··· Data for analysis ···

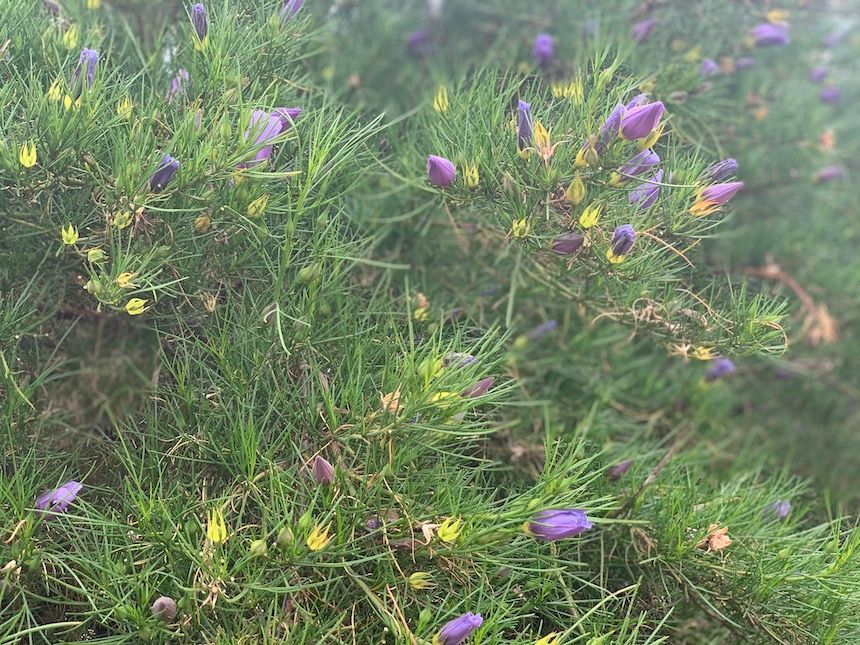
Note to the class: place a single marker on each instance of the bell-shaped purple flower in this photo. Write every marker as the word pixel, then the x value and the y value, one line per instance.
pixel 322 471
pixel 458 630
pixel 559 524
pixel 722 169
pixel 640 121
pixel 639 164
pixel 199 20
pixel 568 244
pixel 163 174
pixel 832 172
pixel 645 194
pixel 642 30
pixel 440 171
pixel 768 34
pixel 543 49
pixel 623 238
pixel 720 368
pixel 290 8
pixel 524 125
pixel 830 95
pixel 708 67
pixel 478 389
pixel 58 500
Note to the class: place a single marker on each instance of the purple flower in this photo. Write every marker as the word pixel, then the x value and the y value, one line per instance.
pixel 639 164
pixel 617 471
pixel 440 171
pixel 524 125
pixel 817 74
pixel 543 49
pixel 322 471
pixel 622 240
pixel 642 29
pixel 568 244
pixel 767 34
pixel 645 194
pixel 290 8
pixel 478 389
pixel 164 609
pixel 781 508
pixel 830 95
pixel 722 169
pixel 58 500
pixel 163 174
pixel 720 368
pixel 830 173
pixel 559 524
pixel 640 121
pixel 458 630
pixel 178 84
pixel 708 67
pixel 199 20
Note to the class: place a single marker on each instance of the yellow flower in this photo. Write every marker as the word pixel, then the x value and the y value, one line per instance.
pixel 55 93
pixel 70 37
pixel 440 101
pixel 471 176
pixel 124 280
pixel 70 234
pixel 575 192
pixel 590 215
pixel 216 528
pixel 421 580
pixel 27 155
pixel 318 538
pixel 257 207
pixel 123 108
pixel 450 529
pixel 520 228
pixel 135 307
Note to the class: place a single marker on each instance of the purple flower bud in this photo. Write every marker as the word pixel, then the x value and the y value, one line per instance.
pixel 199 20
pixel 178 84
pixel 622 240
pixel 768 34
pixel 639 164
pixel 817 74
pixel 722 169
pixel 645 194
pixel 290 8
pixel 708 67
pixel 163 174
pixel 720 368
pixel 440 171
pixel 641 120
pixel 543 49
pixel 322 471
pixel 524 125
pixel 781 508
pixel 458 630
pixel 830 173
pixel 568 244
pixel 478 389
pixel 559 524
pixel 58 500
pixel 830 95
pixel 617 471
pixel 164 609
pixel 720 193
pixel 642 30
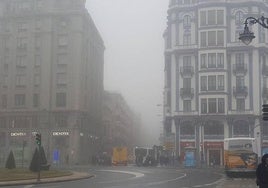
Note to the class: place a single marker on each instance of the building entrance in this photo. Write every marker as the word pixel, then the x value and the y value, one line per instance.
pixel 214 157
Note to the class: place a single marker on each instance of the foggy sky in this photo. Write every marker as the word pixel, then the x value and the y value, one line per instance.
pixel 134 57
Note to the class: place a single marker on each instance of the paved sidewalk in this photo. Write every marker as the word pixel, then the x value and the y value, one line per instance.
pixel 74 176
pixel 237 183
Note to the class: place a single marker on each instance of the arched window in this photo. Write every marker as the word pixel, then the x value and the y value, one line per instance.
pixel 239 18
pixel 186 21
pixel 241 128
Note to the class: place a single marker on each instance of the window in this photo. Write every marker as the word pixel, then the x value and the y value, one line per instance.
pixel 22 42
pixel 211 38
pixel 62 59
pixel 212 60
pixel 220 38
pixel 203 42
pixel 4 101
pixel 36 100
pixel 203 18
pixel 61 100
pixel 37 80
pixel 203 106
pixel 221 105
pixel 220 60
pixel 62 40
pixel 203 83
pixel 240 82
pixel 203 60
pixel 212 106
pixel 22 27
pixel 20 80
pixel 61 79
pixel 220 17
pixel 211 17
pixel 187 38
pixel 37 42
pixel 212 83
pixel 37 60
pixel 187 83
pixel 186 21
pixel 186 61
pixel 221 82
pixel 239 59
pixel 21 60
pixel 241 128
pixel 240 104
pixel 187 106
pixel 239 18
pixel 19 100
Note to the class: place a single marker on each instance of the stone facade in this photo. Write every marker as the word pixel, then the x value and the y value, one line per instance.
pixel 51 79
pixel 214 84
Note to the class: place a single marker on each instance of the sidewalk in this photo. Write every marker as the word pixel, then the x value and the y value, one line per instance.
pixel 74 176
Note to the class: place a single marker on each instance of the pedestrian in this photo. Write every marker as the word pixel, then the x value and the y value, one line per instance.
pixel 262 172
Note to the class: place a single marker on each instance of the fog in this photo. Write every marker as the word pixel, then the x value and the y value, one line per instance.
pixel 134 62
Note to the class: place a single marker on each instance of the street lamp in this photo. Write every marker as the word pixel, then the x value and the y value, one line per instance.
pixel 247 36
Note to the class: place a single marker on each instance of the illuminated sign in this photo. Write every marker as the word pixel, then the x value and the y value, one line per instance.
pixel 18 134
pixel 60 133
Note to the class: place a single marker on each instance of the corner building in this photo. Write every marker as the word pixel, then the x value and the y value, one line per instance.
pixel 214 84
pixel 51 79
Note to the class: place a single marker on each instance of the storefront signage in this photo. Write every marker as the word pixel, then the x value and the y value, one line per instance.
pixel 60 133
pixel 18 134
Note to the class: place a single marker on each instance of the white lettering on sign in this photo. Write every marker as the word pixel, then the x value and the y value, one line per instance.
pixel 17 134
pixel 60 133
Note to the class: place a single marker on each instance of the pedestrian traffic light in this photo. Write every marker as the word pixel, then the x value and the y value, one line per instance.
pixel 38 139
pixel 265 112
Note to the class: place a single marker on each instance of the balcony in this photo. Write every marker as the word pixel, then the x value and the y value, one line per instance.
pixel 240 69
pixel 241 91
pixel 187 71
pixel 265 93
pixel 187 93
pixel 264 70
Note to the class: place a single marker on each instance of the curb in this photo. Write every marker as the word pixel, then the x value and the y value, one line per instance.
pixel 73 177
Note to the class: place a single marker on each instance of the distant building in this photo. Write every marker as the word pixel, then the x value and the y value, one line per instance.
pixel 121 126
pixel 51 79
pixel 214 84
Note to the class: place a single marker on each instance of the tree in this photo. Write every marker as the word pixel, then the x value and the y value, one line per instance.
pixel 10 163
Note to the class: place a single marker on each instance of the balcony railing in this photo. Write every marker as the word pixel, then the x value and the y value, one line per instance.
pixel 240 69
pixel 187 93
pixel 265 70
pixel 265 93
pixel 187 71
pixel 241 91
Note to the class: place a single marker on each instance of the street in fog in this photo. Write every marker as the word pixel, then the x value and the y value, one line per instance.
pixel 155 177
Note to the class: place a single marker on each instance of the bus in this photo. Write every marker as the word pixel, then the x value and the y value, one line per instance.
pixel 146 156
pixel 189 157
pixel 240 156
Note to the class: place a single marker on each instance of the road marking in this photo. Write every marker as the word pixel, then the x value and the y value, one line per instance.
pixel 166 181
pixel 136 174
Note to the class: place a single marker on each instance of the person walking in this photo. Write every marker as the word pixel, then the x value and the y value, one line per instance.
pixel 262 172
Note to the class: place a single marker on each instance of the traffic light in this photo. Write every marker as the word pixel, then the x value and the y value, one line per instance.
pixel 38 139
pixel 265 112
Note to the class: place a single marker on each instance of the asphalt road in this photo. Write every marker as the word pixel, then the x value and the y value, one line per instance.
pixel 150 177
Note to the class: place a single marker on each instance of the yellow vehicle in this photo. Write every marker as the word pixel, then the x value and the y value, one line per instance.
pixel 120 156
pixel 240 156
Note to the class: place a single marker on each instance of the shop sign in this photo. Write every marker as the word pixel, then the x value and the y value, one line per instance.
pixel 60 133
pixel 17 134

···

Leave the images out and give the rest of the data again exactly.

▶ [Problem solution]:
Note to the class: place a single marker on each instance of the bell-shaped purple flower in this photo. Write every marker as the word pixel, then the x value and the y value, one line per instance.
pixel 322 471
pixel 458 630
pixel 559 524
pixel 722 169
pixel 640 121
pixel 639 164
pixel 199 20
pixel 568 244
pixel 163 174
pixel 832 172
pixel 645 194
pixel 642 30
pixel 440 171
pixel 768 34
pixel 543 49
pixel 623 238
pixel 720 368
pixel 290 8
pixel 524 125
pixel 830 95
pixel 708 67
pixel 478 389
pixel 58 500
Note to the class: place a single marker on each instance of the purple flower in this photo. Write every marker as the word pixel, then the x value and the y value, one line per instance.
pixel 639 164
pixel 617 471
pixel 440 171
pixel 524 125
pixel 817 74
pixel 543 49
pixel 322 471
pixel 622 240
pixel 642 29
pixel 568 244
pixel 767 34
pixel 645 194
pixel 290 8
pixel 478 389
pixel 164 609
pixel 781 508
pixel 830 95
pixel 722 169
pixel 58 500
pixel 163 174
pixel 720 368
pixel 830 173
pixel 559 524
pixel 640 121
pixel 458 630
pixel 178 84
pixel 708 67
pixel 199 20
Note to the class: place a single marker on each instance of the yellow flower in this photo. Write every marker as the word pixel, then the x value and the y value, one line per instance.
pixel 55 93
pixel 70 37
pixel 440 101
pixel 471 176
pixel 124 280
pixel 70 234
pixel 575 192
pixel 590 215
pixel 216 528
pixel 421 580
pixel 27 155
pixel 318 538
pixel 257 207
pixel 123 108
pixel 450 529
pixel 520 228
pixel 135 307
Note to the class: place a single marker on each instance of the purple flower bud in this photo. Write every marker as the word pixel, then the x value and the y value, one line per instance.
pixel 199 20
pixel 178 84
pixel 622 240
pixel 768 34
pixel 639 164
pixel 817 74
pixel 722 169
pixel 645 194
pixel 290 8
pixel 708 67
pixel 163 174
pixel 720 368
pixel 440 171
pixel 641 120
pixel 543 49
pixel 322 471
pixel 524 125
pixel 781 508
pixel 458 630
pixel 830 173
pixel 568 244
pixel 478 389
pixel 559 524
pixel 58 500
pixel 830 95
pixel 617 471
pixel 164 609
pixel 720 193
pixel 642 30
Note to the class: place a single marker on each instance of the building entrance in this photo. Write every marker as the word pixel, then the x value and the y value, one line per instance.
pixel 214 157
Note to the class: place a single marker on each instance of the foggy sky in this photo. Write every marker as the word pixel, then the x value and the y value, one line per instance.
pixel 134 57
Note to the class: place a single marker on each instance of the paved sidewalk in this photo. Write every marker as the word pixel, then the x value and the y value, one line per instance.
pixel 74 176
pixel 237 183
Note to the class: place a single marker on each instance of the arched window in this photo. Write every marker as the word pixel, then the x value and the y value, one line per instance.
pixel 239 18
pixel 186 21
pixel 241 128
Note to the class: place a single marker on each instance of the window in this photo. Write every marker as the word pixel, then the x value and the y value, one line per instance.
pixel 22 42
pixel 211 38
pixel 62 59
pixel 212 60
pixel 220 38
pixel 203 42
pixel 4 101
pixel 36 100
pixel 203 18
pixel 61 100
pixel 37 80
pixel 203 106
pixel 221 105
pixel 220 60
pixel 62 40
pixel 203 83
pixel 240 82
pixel 203 60
pixel 212 106
pixel 22 27
pixel 20 80
pixel 61 79
pixel 220 17
pixel 211 17
pixel 187 38
pixel 37 42
pixel 212 83
pixel 37 60
pixel 187 83
pixel 186 21
pixel 186 61
pixel 221 82
pixel 239 59
pixel 21 60
pixel 241 128
pixel 240 104
pixel 187 106
pixel 239 18
pixel 19 100
Note to the class: place a single marker on each instance of the stone facade in this photo. Write every marker as the word pixel, then the x value and the y value, one line per instance.
pixel 51 79
pixel 214 84
Note to the class: place a single marker on each instance of the sidewalk in this photo. Write every marker as the word pixel, then the x value and the y value, one line per instance.
pixel 74 176
Note to the class: place a single marker on each instance of the pedestrian in this photo. Write every marker as the word pixel, then the x value and the y value, one line per instance.
pixel 262 172
Note to the class: place a single marker on each instance of the fog in this photo. Write every marker as the word pixel, then the x value and the y value, one line per instance.
pixel 134 62
Note to the class: place a single marker on each instance of the street lamp in this photo. Write every marker as the word pixel, then the x value and the y value, one line per instance.
pixel 247 36
Note to the class: place a single marker on each instance of the illuminated sign in this photo. Write every marker as the word pixel, then the x value and the y value, one line per instance.
pixel 18 134
pixel 60 133
Note to the class: place a single marker on each instance of the corner building in this photo. Write every marker as the word pixel, then the x value and the y value, one line per instance.
pixel 214 84
pixel 51 79
Note to the class: place a single marker on each instance of the storefront signage in this photo. Write every marker as the word pixel, then the x value and the y value, one line per instance.
pixel 60 133
pixel 18 134
Note to the class: place a single marker on each instance of the white lettering on sign in this photo. Write every marker as the word pixel, then the x value and the y value, one line per instance.
pixel 17 134
pixel 60 133
Note to the class: place a single marker on each instance of the pedestrian traffic light in this photo. Write every marker as the word pixel, then the x value and the y value, one line per instance.
pixel 38 139
pixel 265 112
Note to the class: place a single marker on each instance of the balcony in this photo. Write every marker as the word pixel, then the x value and the y value, one line per instance.
pixel 240 69
pixel 241 91
pixel 187 71
pixel 265 93
pixel 187 93
pixel 264 70
Note to the class: place a single marker on each instance of the curb in this photo. Write every marker as the word pixel, then the x value and the y value, one line per instance.
pixel 73 177
Note to the class: place a single marker on each instance of the distant building in this photo. Write every marker as the word pixel, then the x value and the y value, one line per instance.
pixel 121 126
pixel 51 79
pixel 214 84
Note to the class: place a single marker on each instance of the tree in this photo. Write every marker as the word pixel, then the x value and the y value, one line per instance.
pixel 10 163
Note to the class: place a single marker on each instance of the balcony railing in this photo. Write every marker as the word pixel, then the x value and the y value, one line per instance.
pixel 240 69
pixel 187 93
pixel 265 70
pixel 265 93
pixel 187 71
pixel 241 91
Note to the class: place a single marker on each instance of the street in fog in this photo. Write every marker as the word pixel, then the x value and the y value, one line per instance.
pixel 155 177
Note to the class: place a single marker on each instance of the bus in this photo. Write every marker as the word pixel, then the x value and the y value, one line per instance.
pixel 146 156
pixel 189 157
pixel 240 156
Note to the class: place a single marker on each instance of the road marking in this photo. Write every marker as the word pixel, then the x value and the y value, one line per instance.
pixel 166 181
pixel 136 174
Note to the class: place a single marker on each instance of the person walking in this photo. Write every marker as the word pixel, then the x value and the y value, one line per instance.
pixel 262 172
Note to the class: place a single marker on each instance of the traffic light in this photo. Write every marker as the word pixel, then the x value and the y value, one line per instance.
pixel 38 139
pixel 265 112
Note to the class: place a single marker on each instance of the asphalt road in this photo. Write every marker as the word pixel, then the x value and the y value, one line per instance.
pixel 150 177
Note to the class: place a single marker on each instance of the yellow vehicle in this photo. Write every marker as the word pixel, then the x value and the y value, one line per instance.
pixel 120 156
pixel 240 156
Note to the class: place a single marker on each instance of the shop sign in this photo. Write every marker as the word pixel, then the x value and the y value, one line per instance.
pixel 60 133
pixel 17 134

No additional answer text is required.